Wake Up to Wogan
- Genre: Music, Chat
- Running time: 150 mins (1993) 120 mins (1994–2009)
- Country of origin: United Kingdom
- Language: English
- Home station: BBC Radio 2
- Hosted by: Terry Wogan
- Starring: Alan Dedicoat John Marsh Fran Godfrey (1993–2008) Charles Nove (2007–09) Lynn Bowles (2007–09) Paul Walters (1995–2006) Alan Boyd (2006–09)
- Produced by: Alan Boyd (2006–09) Paul Walters (1995–2006) Geoff Mullin (1993–9?)
- Recording studio: Broadcasting House, London (1993–2006) Western House, London (2006–09)
- Original release: 4 January 1993 – 18 December 2009
- Audio format: FM, online and digital radio
- Website: bbc.co.uk/radio2/shows/wogan/
- Podcast: Official podcast (archived)

= Wake Up to Wogan =

Former British radio programme (1993–2009)

Wake Up to Wogan (WUTW) is the incarnation of The Radio 2 Breakfast Show that aired each weekday morning from 4 January 1993 to 18 December 2009. It was the most-listened-to radio show in the United Kingdom, and the flagship breakfast programme broadcast on BBC Radio 2. The show was presented by Terry Wogan, who had previously presented the breakfast show between 1972 and 1984, but the title Wake Up to Wogan was only added at the start of his second tenure in 1993. Wogan replaced Brian Hayes, who had hosted the breakfast show during 1992.

On 7 September 2009, Wogan confirmed to his listeners that he would be leaving the show at the end of the year, with Chris Evans taking over the breakfast show from 11 January 2010. The final show was broadcast on 18 December 2009. Regular stand-in presenter Johnnie Walker became interim host of the breakfast show for the three-week period between Wogan's departure and Evans' arrival.

## Recorded data
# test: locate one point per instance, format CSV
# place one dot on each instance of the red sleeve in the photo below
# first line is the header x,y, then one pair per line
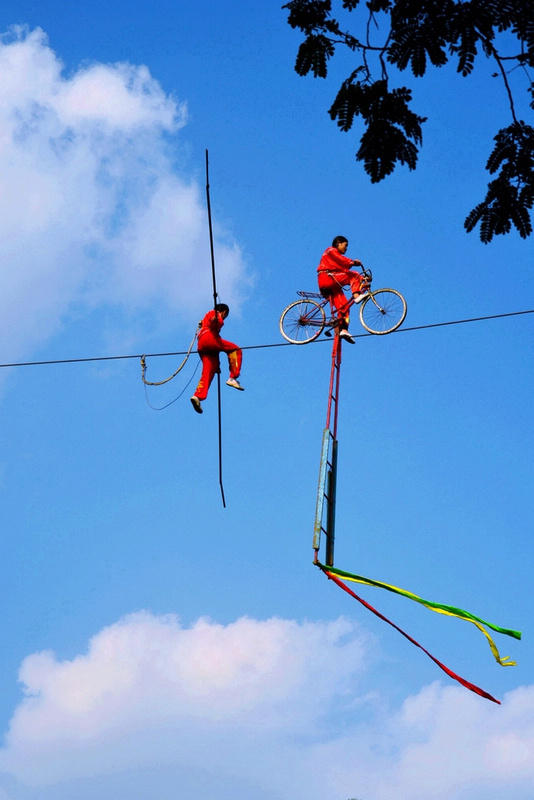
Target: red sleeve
x,y
333,259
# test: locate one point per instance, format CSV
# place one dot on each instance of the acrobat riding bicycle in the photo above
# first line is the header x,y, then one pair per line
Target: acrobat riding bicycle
x,y
382,311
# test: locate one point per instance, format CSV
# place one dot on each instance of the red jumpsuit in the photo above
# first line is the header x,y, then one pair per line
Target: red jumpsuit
x,y
333,274
210,345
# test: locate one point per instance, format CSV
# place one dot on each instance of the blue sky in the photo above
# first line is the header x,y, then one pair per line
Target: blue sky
x,y
152,639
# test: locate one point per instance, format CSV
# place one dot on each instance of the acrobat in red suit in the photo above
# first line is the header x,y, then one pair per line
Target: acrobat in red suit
x,y
210,345
334,272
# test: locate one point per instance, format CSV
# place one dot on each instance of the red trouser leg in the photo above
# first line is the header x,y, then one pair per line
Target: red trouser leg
x,y
235,357
210,366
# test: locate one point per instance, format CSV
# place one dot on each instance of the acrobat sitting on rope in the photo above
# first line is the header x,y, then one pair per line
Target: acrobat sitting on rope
x,y
209,346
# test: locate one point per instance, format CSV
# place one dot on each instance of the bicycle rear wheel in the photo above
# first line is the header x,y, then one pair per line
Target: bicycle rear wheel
x,y
302,321
383,311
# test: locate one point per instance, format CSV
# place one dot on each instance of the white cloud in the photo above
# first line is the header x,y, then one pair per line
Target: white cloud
x,y
92,209
150,691
269,709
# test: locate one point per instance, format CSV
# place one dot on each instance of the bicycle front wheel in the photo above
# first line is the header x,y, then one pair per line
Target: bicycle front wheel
x,y
302,321
383,311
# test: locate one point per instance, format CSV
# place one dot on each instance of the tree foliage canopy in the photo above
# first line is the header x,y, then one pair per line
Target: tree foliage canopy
x,y
416,34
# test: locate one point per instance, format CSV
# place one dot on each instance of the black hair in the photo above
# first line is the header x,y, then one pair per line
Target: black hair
x,y
339,240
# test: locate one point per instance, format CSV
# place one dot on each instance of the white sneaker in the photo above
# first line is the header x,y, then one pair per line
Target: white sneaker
x,y
196,404
235,383
359,297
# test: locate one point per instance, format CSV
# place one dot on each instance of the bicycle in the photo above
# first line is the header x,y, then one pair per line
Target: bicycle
x,y
382,311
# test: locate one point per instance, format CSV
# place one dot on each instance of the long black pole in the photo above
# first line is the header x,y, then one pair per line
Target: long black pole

## What is expected
Copy the Wake Up to Wogan page exactly, from "- Recording studio: Broadcasting" down to "show during 1992.".

## Reply
- Recording studio: Broadcasting House, London (1993–2006) Western House, London (2006–09)
- Original release: 4 January 1993 – 18 December 2009
- Audio format: FM, online and digital radio
- Website: bbc.co.uk/radio2/shows/wogan/
- Podcast: Official podcast (archived)

= Wake Up to Wogan =

Former British radio programme (1993–2009)

Wake Up to Wogan (WUTW) is the incarnation of The Radio 2 Breakfast Show that aired each weekday morning from 4 January 1993 to 18 December 2009. It was the most-listened-to radio show in the United Kingdom, and the flagship breakfast programme broadcast on BBC Radio 2. The show was presented by Terry Wogan, who had previously presented the breakfast show between 1972 and 1984, but the title Wake Up to Wogan was only added at the start of his second tenure in 1993. Wogan replaced Brian Hayes, who had hosted the breakfast show during 1992.